_Instructions for the task_.
Reproduce exactly the span of lines that opens with the line containing "the black gravel" and closes with the last line of the entries below.

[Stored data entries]

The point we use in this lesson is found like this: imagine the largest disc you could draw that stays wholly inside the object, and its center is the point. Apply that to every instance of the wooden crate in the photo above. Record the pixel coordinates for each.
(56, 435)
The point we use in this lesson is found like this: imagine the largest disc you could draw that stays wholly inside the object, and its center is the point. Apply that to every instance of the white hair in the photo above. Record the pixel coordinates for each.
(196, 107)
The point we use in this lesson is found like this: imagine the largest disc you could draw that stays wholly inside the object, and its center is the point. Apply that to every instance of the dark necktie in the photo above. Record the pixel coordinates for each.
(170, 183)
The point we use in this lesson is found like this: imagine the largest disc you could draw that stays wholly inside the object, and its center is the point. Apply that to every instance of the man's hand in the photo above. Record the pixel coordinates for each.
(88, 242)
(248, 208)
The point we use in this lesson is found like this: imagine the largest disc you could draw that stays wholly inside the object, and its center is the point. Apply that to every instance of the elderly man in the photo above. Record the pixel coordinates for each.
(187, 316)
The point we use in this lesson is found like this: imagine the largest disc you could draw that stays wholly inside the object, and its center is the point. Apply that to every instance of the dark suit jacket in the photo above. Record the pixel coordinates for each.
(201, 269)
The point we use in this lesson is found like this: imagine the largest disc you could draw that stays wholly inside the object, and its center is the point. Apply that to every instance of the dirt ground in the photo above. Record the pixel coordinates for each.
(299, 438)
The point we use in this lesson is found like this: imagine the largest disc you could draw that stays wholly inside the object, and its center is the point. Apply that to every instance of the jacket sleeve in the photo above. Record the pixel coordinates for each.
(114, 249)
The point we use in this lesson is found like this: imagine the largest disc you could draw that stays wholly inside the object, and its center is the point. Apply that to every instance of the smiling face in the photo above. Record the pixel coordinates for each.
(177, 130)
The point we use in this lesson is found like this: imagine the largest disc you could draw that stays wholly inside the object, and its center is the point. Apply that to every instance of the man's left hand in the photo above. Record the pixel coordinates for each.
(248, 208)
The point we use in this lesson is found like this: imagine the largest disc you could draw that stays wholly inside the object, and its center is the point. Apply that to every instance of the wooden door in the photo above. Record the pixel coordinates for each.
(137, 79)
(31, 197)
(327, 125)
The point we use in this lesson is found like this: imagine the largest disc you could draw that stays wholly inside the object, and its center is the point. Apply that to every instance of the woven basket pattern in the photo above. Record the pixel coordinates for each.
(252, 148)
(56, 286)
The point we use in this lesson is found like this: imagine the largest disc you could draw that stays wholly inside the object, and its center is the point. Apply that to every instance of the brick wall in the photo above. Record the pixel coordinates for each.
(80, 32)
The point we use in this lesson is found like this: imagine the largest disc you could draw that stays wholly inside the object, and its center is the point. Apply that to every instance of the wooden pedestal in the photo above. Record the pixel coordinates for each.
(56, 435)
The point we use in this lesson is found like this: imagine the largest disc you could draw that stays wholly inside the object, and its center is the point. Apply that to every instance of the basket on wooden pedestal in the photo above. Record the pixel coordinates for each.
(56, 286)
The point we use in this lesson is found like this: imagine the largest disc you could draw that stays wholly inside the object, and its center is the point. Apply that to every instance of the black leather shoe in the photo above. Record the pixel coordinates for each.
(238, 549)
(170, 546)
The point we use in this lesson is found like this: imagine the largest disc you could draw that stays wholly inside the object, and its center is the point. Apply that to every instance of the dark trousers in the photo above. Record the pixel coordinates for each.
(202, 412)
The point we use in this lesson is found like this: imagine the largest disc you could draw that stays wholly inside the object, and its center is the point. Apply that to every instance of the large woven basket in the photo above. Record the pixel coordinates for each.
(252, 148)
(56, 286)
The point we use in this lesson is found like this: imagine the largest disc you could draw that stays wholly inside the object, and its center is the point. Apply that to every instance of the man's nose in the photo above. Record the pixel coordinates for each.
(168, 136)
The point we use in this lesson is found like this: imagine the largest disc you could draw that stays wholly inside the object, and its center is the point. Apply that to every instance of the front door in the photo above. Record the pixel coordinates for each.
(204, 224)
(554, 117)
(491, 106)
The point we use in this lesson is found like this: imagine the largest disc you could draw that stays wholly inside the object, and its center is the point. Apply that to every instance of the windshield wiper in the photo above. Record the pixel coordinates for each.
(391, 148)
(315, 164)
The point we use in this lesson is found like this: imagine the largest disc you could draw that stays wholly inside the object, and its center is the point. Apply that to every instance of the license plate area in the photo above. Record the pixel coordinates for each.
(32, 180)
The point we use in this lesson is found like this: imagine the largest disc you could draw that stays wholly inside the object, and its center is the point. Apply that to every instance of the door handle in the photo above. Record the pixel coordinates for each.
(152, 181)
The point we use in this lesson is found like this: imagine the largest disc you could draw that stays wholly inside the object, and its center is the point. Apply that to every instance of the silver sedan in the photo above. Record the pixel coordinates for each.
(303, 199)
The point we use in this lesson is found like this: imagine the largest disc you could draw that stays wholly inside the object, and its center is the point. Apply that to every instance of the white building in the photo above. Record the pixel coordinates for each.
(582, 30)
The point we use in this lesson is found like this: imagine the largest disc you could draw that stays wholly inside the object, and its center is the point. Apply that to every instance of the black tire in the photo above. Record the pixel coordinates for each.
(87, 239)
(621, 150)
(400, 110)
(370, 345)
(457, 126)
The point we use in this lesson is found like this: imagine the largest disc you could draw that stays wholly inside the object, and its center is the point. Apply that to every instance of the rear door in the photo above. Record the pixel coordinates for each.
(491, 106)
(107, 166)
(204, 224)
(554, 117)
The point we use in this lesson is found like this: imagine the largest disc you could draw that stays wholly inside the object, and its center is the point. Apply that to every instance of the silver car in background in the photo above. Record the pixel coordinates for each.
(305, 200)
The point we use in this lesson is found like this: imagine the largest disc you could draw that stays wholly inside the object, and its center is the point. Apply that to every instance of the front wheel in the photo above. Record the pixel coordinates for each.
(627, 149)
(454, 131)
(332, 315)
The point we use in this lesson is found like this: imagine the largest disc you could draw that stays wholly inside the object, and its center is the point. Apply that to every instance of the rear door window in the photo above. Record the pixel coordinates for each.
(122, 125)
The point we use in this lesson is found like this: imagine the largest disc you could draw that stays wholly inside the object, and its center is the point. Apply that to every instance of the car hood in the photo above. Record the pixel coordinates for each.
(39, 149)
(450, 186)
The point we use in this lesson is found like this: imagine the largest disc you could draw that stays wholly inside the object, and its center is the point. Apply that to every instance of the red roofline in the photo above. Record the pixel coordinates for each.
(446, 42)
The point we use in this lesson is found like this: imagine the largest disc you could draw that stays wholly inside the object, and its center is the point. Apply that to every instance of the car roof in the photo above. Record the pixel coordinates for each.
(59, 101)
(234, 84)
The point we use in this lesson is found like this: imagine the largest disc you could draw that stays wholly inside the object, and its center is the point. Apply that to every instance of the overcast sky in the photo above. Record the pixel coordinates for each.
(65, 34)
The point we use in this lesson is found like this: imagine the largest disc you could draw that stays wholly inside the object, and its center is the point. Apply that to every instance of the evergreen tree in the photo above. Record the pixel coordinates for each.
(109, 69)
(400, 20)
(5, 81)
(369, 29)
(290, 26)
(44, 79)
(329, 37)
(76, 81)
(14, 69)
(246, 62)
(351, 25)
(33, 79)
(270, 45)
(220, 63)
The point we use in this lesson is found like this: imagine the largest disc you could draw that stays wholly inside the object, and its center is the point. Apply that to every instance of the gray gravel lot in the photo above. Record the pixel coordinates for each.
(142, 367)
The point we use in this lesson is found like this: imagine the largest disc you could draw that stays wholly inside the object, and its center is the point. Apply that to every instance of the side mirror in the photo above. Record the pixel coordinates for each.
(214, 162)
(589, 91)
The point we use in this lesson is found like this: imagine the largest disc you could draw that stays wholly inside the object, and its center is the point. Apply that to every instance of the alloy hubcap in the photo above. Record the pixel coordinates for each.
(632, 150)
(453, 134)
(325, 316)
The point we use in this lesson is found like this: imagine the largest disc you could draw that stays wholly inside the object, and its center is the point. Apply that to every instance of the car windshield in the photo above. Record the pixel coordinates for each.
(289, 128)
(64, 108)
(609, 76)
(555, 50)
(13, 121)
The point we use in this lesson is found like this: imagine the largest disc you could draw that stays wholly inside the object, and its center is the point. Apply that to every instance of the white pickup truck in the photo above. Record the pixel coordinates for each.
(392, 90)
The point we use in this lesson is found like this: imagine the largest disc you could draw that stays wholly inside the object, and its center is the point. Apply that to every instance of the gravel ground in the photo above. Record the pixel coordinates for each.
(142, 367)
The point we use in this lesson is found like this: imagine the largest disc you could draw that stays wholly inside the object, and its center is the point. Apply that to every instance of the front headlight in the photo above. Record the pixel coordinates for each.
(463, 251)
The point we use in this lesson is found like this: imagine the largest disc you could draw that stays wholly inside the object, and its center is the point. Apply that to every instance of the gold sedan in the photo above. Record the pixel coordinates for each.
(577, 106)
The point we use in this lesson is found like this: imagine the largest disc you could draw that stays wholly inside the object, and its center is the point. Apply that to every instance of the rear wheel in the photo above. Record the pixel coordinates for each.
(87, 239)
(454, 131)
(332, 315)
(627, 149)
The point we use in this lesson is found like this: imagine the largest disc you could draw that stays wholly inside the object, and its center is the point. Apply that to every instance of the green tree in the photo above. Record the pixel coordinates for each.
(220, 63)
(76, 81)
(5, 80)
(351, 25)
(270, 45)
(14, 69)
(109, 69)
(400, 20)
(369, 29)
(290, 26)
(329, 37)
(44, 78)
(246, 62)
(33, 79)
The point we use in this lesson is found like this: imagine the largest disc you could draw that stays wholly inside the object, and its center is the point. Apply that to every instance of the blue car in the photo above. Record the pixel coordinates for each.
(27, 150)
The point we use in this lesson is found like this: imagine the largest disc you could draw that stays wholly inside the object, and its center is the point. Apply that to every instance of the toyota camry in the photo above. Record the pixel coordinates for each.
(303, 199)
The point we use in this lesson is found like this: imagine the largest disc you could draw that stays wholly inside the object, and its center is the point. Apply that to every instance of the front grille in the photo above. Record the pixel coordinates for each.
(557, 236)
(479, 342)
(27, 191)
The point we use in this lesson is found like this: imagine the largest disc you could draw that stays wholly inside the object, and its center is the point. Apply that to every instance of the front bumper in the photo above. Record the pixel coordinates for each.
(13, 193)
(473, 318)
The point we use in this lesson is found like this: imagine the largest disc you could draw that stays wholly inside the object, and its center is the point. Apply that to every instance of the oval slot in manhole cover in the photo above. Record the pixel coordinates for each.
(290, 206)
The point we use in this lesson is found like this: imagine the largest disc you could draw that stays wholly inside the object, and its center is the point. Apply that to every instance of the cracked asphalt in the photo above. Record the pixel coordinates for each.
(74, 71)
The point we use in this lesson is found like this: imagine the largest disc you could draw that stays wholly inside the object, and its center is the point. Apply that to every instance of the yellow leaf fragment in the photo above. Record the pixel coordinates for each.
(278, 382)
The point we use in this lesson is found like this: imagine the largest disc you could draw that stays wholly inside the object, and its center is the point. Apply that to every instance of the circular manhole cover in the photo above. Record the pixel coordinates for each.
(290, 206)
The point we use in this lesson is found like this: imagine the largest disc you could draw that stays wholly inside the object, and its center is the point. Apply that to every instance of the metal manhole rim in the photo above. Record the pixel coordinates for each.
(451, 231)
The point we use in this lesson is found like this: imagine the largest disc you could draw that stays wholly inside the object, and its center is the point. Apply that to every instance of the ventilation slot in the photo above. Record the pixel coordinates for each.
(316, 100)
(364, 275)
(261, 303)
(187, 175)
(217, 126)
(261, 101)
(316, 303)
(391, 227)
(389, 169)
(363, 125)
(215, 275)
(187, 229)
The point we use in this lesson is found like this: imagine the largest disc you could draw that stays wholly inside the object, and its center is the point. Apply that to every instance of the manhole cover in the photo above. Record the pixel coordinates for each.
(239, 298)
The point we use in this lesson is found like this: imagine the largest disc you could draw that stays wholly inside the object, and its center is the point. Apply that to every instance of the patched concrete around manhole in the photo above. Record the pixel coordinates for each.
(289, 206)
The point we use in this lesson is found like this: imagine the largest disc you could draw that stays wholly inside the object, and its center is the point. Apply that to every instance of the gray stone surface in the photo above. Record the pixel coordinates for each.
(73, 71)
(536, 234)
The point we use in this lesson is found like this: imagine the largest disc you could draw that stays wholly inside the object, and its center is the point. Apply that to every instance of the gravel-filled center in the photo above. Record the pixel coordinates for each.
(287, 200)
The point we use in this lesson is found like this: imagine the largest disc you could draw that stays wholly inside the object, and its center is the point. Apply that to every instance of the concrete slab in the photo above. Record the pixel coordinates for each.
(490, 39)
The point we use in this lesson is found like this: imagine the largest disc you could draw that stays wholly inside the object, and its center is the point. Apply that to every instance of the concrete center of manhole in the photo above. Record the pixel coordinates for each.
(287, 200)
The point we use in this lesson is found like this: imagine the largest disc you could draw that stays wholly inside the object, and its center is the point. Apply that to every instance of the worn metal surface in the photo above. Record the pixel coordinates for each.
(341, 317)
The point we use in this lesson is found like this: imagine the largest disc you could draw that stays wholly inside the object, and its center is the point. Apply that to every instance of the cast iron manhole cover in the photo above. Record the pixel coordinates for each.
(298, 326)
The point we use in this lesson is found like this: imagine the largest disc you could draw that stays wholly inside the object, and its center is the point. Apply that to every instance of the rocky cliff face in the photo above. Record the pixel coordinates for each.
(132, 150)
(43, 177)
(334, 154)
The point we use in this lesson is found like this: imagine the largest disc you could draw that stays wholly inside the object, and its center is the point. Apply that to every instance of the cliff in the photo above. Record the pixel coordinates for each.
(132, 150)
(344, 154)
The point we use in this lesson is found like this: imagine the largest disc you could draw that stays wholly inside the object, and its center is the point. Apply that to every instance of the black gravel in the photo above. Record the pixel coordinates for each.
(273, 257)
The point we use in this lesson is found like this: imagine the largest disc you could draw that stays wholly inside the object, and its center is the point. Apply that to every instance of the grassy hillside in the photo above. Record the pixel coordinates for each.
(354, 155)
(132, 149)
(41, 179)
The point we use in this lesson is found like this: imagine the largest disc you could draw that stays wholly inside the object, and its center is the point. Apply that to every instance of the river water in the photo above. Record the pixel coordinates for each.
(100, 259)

_Answer space_.
The point we use in this lesson is found like this: imagine the largest disc you could draw that stays wholly inside the object, and its center is the point. Apply that to every instance of the black gravel in the photo above. Record the pixel coordinates for each.
(273, 257)
The point we use in this lesson is found like this: imagine the largest disc you could draw that stays wholly inside the object, and its center is the point. Apply that to every instance of the grassy hillside in the photo above. Record the pixel coordinates for each.
(354, 155)
(132, 149)
(41, 179)
The point we use in this lesson is found like this: imagine the largest disc you could draw that stays wholly inside the object, and its center is the point. Apply that to every instance of the river water in the photo above. Record the pixel coordinates for each.
(100, 259)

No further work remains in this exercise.